With the recent observance of the 15th anniversary of the terrorist attacks of Sept. 11, 2001, a South Miami High School 2004 graduate and
Miami native is serving in the U.S. Navy aboard a ship built using steel from the World Trade Center.
Petty Officer Third Class Michello Willard is a hospital corpsman aboard USS New York. He is responsible for the health and wellness of the crew.
USS New York, one of the Navy’s newest and most advanced amphibious ships, is designed to deliver Marines and their equipment where they are needed to support a variety of missions ranging from amphibious assaults to humanitarian relief efforts.
“What I enjoy most about my job is that it gives me the knowledge needed to take care of the health and welfare of my fellow sailors and their families,” Willard said.
Homeported in Mayport, FL, USS New York, named for the state of New York, is longer than two football fields at 684 feet, is 105 feet wide and weighs more than 24,000 tons. It has four diesel engines that can push the ship through the water in excess of 26 mph.
According to the Navy, New York’s bow, forged from steel salvaged from the wreckage of the 9/11 World Trade Center, embodies the strength and determination of the people of the United States to recover, rally, and take the fight to the enemy and honor the memory of those who were affected by the attacks. USS New York forges an enduring alliance between the people of New York, the ship, and her crew.
Serving in the Navy and aboard New York, Willard said he constantly is learning how to be the best leader, sailor and person possible by handling numerous responsibilities, meeting deadlines, and forging lasting professional relationships.
“It’s my first experience with shipboard life in doing various jobs outside my rating and working alongside sailors with different skills,” Willard said. “It’s a completely different atmosphere from the hospital environment.”

* _ENTRIES SHOWN_:
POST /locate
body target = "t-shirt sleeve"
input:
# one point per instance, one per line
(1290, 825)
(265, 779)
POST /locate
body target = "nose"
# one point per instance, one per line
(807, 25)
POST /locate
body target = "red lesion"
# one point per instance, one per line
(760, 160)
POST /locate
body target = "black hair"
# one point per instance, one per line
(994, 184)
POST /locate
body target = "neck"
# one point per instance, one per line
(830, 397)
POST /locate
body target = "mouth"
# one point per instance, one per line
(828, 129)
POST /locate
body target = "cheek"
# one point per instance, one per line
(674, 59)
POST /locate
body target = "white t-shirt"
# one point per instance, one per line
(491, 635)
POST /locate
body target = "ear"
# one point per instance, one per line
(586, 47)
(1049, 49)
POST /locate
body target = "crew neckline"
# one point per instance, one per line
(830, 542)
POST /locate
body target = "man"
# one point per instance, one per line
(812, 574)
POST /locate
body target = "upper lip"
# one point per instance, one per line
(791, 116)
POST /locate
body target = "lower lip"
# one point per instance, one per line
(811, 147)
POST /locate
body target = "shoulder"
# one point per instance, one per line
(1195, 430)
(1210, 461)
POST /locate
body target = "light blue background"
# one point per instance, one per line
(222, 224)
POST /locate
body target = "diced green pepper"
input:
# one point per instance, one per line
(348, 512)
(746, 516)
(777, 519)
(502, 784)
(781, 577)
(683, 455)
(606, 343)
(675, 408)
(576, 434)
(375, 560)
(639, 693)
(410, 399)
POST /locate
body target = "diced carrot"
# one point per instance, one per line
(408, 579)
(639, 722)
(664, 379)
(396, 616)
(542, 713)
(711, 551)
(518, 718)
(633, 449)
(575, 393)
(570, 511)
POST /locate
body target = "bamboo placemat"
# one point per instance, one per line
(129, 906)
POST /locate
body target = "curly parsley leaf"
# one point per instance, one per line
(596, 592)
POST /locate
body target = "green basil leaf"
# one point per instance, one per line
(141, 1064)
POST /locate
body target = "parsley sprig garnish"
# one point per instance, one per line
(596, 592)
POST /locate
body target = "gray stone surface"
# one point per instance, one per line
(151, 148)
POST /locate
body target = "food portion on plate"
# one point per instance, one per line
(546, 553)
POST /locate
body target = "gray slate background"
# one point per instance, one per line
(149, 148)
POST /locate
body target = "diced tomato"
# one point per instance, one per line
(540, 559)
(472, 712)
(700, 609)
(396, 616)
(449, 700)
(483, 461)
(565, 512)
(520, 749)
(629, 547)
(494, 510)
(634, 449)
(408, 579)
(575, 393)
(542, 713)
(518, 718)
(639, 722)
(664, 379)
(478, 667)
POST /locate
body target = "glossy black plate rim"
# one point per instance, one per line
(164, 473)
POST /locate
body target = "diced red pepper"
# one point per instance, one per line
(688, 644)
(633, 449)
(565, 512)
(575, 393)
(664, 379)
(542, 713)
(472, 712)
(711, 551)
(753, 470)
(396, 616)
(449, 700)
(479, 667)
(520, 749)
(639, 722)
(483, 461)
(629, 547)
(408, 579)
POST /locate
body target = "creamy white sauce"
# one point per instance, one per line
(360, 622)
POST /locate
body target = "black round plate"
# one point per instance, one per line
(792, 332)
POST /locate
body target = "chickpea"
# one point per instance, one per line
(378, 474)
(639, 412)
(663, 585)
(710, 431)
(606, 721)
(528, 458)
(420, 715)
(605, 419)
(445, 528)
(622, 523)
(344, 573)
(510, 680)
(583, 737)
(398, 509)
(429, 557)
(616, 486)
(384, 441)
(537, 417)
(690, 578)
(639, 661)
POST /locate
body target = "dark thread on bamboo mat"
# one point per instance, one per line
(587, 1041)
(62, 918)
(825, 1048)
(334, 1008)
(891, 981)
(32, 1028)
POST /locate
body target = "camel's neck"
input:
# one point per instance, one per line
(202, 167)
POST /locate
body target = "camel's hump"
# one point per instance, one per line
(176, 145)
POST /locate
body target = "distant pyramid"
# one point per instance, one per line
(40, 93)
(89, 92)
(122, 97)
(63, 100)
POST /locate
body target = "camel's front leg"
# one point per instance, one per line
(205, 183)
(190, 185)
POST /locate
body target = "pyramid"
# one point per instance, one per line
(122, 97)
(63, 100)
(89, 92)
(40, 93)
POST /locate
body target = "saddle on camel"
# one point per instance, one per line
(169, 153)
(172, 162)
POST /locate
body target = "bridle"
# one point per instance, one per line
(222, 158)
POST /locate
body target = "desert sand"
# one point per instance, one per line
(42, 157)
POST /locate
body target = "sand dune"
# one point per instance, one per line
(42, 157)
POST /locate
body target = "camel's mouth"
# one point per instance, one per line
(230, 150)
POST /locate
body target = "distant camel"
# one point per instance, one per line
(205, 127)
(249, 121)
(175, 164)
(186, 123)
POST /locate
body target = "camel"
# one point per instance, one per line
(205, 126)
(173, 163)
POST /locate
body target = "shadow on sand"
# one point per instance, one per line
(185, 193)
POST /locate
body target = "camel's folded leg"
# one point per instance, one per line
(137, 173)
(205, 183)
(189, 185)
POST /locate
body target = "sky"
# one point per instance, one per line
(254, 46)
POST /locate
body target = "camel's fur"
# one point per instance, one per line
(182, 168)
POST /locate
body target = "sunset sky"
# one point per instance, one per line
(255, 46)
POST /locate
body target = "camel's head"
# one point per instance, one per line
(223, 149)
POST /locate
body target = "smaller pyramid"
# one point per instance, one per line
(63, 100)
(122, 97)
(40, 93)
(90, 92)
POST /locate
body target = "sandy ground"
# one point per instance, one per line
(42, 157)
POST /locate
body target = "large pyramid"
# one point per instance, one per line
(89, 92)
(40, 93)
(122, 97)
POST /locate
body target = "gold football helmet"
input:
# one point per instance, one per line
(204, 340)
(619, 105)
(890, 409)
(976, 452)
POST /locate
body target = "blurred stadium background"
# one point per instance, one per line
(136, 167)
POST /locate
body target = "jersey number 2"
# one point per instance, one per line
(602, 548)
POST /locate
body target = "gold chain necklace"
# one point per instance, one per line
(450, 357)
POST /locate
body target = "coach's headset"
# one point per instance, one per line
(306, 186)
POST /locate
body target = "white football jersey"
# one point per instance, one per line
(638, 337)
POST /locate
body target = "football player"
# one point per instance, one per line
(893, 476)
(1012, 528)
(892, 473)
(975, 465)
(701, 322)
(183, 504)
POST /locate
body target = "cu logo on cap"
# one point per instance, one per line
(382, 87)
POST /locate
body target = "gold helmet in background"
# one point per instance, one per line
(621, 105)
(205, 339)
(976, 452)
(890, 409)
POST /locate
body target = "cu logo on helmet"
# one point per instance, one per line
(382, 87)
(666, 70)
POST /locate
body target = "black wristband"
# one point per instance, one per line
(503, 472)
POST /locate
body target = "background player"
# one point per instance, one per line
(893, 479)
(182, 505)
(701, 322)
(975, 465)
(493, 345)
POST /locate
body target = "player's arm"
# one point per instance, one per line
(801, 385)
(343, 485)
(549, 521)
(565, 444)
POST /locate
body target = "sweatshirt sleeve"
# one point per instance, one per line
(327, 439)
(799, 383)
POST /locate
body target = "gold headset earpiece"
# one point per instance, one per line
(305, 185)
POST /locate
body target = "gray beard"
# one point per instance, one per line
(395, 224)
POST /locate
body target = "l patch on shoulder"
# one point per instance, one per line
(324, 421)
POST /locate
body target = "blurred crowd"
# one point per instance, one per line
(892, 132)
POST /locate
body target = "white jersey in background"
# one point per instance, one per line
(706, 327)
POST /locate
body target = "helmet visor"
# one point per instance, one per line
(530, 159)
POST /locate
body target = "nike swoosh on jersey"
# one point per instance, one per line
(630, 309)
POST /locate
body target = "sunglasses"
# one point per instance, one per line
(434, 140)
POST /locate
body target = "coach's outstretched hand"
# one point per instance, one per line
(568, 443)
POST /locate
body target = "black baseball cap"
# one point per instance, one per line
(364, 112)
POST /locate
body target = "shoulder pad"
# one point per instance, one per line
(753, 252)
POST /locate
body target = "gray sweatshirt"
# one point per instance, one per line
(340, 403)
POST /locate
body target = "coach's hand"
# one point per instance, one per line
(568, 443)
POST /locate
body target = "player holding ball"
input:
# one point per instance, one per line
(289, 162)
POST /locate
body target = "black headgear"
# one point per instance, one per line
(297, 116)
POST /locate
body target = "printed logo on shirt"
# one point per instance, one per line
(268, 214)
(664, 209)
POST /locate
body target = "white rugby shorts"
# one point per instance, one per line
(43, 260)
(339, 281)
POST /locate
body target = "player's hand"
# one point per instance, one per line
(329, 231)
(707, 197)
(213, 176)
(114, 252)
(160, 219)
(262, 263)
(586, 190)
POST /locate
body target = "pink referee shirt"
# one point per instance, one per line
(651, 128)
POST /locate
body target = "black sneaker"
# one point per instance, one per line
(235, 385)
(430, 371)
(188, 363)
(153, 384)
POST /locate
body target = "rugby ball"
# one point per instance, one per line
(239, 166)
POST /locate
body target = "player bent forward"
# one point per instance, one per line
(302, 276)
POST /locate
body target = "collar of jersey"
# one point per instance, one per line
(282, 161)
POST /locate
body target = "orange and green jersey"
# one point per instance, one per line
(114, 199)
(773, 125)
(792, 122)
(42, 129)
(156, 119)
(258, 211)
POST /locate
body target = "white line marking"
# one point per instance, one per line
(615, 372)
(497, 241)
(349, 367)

* _WORK TO BE COMPLETED_: From the article on the sailor serving aboard USS New York, list every figure given for the ship's size, weight, engines and speed. Nothing in the data is needed to complete the task that uses the article.

* _SOLUTION FOR THIS EXERCISE_:
- Length: 684 feet (longer than two football fields)
- Width: 105 feet
- Weight: more than 24,000 tons
- Engines: four diesel engines
- Speed: in excess of 26 mph